--- START Reading text ---

Bitcoin as a legal currency

Bitcoin as a legal currency

The Bitcoin Law was adopted by El Salvador’s new Legislative Assembly, which is controlled by President Nayib Bukele’s New Ideas party. The document establishes this small Central American country as the world’s first to use bitcoin as legal money. And it’s not just for gambling online.

Bitcoin is an electronic currency, this means that it does not exist as a physical currency. In addition to this, Bitcoin is not controlled by a central bank, therefore the value of this currency is only controlled by the demand in the market.

Now that cryptocurrencies have grown in the market, many people and governments have considered making these coins legal tender, this means that there would be laws on the legal circulation of cryptocurrencies in that country. This would make using them for the purchase of goods and services legal, and even as far as accounting and taxes to be done through them.

El Salvador, the first country to have Bitcoin as a legal currency

On November 30, 2000, without any discussion in what was known as “the early morning”, the Legislative Assembly controlled by the Arena party approved the Monetary Integration Law, dollarizing the economy of El Salvador.

21 years later, El Salvador surprises the world and becomes the first country to accept bitcoin as legal tender. As of September 7, the cryptocurrency comes into force at the initiative of the president, Nayib Bukele, who is convinced that it will be a benefit for the country’s economy, which was dollarized two decades ago. The measure was approved in June expeditiously by the majority-ruling Congress.

--- END Reading text ---
--- START Extracted information ---

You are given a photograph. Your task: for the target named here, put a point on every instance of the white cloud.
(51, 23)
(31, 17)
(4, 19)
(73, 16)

--- END Extracted information ---

» **Set exercise A**: Name every date or month mentioned in the article on bitcoin as a legal currency.
» **Set exercise B**: According to the article on bitcoin as a legal currency, which party controlled the Legislative Assembly when the Monetary Integration Law was approved?
» **Set exercise C**: Proceed with the article on bitcoin as a legal currency, picking up after its final sentence.

» **Expected output A**: November 30, 2000; September 7; June

» **Expected output B**: The Arena party.

» **Expected output C**:
The Ministry of Economy claims that 70% of the population lacks access to traditional financial services, which is one of the project’s proponents’ justifications.

Furthermore, the Ministry stated that to enhance the country’s economic growth, “it is necessary to approve the circulation of a digital currency whose value is determined solely by free-market conditions” to generate wealth.

“The Bitcoin law is ambitious but clear; it is also carefully created to ensure that those who are unwilling to take risks are not put in danger.” On Twitter, Bukele remarked, “While the law is being completed, the government will assure convertibility to the correct amount in dollars at the time of the transaction.”

El Salvador already has 200 bitcoins to welcome the legal course of the currency. And according to President Nayib Bukele, government brokers will buy “much more as the deadline approaches,” as he expressed on his Twitter account.

Now we will show you some characteristics of this authorization of bitcoin in El Salvador.

Chivo electronic wallet

Since Bitcoins do not exist physically, they are stored in digital applications that are downloaded to the mobile phone and function as electronic wallets.

The one in El Salvador is called “Chivo”, which in the country is synonymous with “good”, and to use it you must have a Salvadoran document. The businesses must present a tax identification number and a legal representative document.

The user can configure their Chivo wallet with an automatic version in dollars. In this way, a company can receive all the payments it processes in dollars, even if they are in Bitcoins.

The government installed 200 ATMs called “Chivo points” throughout the country for deposits and withdrawals.

The mandatory use of bitcoin

Despite promises from government officials and Bukele himself that adoption will be voluntary, the Bitcoin Law’s proclamation has concerned some members of the public since it stipulates that “any economic agent must accept bitcoin as a form of payment.”

According to the legislation, “any economic agent must accept Bitcoin as a means of payment when it is offered to him by whoever receives a product or service.”

But if the commercial establishment does not want to receive Bitcoins in its account, the “Chivo” application immediately converts the amount to its equivalent in dollars.

For transactions, both parties must have an electronic wallet.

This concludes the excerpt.